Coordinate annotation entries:
_ _ _ _ _ _ _
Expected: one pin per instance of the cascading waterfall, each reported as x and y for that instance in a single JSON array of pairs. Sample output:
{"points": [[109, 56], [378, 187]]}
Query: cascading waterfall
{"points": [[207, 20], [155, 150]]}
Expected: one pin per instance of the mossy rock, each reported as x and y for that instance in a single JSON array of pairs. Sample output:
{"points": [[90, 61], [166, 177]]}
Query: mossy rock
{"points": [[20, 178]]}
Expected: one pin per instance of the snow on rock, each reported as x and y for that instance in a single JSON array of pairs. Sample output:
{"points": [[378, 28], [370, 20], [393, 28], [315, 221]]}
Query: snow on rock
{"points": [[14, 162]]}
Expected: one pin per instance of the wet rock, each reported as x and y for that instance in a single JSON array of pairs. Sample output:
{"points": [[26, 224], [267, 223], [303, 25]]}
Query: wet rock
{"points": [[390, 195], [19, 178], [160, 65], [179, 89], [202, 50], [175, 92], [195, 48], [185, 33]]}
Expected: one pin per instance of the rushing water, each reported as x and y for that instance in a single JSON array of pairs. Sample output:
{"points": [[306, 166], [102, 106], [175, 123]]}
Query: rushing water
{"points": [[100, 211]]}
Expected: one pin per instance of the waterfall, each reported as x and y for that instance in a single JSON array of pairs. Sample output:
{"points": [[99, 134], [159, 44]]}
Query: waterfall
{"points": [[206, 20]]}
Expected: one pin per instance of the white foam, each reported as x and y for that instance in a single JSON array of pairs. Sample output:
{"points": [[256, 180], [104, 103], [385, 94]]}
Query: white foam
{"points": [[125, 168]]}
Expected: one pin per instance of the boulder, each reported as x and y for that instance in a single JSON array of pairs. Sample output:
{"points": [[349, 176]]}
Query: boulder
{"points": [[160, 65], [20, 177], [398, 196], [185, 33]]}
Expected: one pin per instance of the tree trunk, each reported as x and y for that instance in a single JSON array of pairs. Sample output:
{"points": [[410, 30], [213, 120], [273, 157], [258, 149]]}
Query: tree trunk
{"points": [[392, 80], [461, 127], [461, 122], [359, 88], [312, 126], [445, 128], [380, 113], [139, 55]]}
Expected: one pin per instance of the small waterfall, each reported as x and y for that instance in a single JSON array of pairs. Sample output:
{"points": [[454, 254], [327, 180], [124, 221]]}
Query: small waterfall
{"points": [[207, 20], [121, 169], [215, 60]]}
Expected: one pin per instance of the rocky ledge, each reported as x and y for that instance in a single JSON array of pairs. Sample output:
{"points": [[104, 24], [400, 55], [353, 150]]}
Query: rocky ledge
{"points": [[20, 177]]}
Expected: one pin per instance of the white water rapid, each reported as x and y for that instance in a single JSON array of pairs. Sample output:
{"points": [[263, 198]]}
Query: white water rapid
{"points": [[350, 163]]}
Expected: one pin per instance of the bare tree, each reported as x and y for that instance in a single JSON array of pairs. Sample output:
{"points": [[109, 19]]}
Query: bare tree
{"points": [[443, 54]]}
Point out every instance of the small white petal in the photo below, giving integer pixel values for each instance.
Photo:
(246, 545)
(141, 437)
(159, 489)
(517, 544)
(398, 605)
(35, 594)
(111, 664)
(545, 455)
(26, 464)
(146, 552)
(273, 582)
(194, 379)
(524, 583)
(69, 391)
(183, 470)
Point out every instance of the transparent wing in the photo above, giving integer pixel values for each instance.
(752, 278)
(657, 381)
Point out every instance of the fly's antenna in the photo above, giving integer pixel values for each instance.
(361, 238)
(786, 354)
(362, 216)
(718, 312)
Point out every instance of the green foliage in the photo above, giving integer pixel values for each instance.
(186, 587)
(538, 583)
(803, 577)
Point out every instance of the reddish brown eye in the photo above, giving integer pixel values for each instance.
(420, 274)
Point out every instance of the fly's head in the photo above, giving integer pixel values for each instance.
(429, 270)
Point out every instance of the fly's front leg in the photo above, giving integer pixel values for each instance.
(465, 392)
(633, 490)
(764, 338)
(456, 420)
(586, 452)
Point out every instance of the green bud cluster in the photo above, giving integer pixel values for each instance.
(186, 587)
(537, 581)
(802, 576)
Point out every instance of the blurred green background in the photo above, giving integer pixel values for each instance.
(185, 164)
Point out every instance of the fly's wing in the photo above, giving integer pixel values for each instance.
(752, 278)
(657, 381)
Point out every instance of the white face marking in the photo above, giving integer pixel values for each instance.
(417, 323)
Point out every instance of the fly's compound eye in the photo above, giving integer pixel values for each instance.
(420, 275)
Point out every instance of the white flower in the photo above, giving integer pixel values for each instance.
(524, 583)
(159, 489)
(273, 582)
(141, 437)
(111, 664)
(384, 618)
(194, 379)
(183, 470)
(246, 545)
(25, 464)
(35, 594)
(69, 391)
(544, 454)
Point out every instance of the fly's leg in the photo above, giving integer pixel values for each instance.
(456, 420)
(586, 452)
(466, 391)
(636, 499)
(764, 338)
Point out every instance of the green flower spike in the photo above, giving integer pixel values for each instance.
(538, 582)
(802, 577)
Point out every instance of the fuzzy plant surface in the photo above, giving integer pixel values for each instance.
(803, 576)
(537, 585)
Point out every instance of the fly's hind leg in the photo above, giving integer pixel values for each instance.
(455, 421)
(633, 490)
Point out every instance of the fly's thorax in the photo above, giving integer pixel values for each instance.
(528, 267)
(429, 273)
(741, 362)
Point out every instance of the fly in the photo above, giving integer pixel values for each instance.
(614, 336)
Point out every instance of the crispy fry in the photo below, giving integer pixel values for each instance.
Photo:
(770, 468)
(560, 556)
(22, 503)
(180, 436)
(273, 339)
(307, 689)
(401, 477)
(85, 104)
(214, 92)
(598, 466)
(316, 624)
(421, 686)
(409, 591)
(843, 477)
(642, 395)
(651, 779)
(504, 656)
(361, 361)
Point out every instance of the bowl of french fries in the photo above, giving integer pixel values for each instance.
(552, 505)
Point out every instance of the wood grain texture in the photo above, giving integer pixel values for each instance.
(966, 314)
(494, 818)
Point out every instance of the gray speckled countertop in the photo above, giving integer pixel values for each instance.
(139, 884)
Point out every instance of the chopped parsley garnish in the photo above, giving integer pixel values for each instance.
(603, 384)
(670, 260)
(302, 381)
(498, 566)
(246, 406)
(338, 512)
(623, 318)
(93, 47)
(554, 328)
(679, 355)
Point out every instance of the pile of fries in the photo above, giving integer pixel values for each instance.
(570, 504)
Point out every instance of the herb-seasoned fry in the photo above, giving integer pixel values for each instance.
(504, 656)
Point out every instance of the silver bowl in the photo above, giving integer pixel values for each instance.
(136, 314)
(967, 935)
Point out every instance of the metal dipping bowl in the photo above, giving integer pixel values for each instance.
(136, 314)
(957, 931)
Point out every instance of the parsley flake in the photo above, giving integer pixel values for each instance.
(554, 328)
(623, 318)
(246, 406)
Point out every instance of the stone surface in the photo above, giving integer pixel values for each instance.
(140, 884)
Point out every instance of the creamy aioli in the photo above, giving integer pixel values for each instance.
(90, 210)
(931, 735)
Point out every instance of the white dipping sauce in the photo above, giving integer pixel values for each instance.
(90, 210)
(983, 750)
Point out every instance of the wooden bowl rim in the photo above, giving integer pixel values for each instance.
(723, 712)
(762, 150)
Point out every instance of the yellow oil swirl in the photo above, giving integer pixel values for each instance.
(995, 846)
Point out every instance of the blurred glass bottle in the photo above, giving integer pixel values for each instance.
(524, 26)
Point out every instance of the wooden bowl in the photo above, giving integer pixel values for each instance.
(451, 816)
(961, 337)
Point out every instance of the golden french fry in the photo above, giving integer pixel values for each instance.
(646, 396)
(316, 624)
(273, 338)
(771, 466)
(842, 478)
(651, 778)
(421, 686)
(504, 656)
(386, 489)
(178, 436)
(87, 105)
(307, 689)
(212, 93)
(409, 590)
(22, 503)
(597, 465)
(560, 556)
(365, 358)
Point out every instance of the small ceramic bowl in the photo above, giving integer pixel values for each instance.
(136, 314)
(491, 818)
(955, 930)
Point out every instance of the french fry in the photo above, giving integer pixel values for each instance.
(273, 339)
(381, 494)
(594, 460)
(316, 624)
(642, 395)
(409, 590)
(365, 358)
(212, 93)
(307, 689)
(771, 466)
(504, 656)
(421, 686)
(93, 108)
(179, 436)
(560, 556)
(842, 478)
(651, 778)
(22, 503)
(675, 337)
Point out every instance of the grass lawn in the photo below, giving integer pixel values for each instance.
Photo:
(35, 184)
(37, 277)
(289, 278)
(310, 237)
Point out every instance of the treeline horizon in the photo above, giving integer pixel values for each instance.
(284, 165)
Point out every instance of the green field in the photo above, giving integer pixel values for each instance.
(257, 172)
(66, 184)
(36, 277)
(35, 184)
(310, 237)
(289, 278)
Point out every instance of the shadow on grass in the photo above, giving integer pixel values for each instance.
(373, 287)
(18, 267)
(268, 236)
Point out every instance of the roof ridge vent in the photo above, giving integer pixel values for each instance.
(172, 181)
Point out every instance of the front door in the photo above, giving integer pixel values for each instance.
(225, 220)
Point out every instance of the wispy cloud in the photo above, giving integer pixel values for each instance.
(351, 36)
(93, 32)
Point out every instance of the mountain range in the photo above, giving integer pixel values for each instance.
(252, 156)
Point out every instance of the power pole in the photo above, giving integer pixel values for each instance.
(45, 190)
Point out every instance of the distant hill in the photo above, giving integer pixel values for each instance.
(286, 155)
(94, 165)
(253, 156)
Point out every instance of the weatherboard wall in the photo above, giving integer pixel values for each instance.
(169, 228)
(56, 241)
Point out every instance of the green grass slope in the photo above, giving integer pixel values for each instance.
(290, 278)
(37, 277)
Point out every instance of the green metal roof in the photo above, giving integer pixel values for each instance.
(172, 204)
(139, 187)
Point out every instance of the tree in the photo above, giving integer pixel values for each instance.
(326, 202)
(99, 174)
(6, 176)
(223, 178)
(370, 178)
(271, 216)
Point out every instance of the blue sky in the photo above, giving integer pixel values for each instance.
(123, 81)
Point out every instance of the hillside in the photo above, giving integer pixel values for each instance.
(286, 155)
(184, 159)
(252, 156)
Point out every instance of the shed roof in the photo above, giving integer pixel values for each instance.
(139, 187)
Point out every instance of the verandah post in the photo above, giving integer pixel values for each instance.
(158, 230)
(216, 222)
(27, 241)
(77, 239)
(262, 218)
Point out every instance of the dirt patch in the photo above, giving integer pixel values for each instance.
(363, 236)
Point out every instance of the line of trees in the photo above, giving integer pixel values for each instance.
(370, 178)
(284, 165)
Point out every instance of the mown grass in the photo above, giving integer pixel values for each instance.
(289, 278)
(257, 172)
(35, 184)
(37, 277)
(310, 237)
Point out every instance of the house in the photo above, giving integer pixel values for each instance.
_ _ _ _ _ _ _
### Exercise description
Reproduce only the lines running from the one with "Point out every instance of the mountain" through the final line of the listing above, both ends included.

### The result
Point out every instance of the mountain range in the photo above, giving integer pixel values for each instance.
(252, 156)
Point out every instance of the power pole in the photo above, giving integer pixel values for each instance.
(45, 190)
Point out every instance of the distant hill in the photo above, giving integer pixel values for each instance.
(286, 155)
(94, 165)
(253, 156)
Point out every instance of the weatherboard wall in the photo above, giving integer pixel values for each instance.
(169, 228)
(56, 241)
Point out every instance of the green grass slope in the photo above, giving integer pixel values for each instance.
(290, 278)
(37, 277)
Point out every instance of the green metal roof in the photo above, giving integer pixel values for each instance.
(172, 204)
(139, 187)
Point out every instance of the tree in the photo above, giving integer pixel values for each instance.
(326, 202)
(99, 174)
(6, 176)
(223, 178)
(370, 178)
(271, 216)
Point out every instance of the blue sky in the photo above, giving integer pixel values for each instance.
(123, 81)
Point out every instance of the hillside in the photo above, giving integer pixel values for each instance.
(286, 155)
(184, 159)
(252, 156)
Point out every instance of the shed roof in the photo above, giving integer pixel values for each instance.
(139, 187)
Point out every instance of the verandah post in the photo above, giving integer pixel values for each instance.
(158, 230)
(216, 222)
(27, 241)
(77, 239)
(262, 218)
Point out every instance of the dirt patch in the photo above, giving integer pixel values for each instance.
(363, 236)
Point out every instance of the line of trees in the photo above, giving integer pixel values for each instance.
(370, 178)
(284, 165)
Point out every instance of the mown grass in the photo above, giving integer pixel values for each instance.
(289, 278)
(257, 172)
(35, 184)
(37, 277)
(310, 237)
Point out every instance of the house in the photo above, giving integer pixel values for each instance.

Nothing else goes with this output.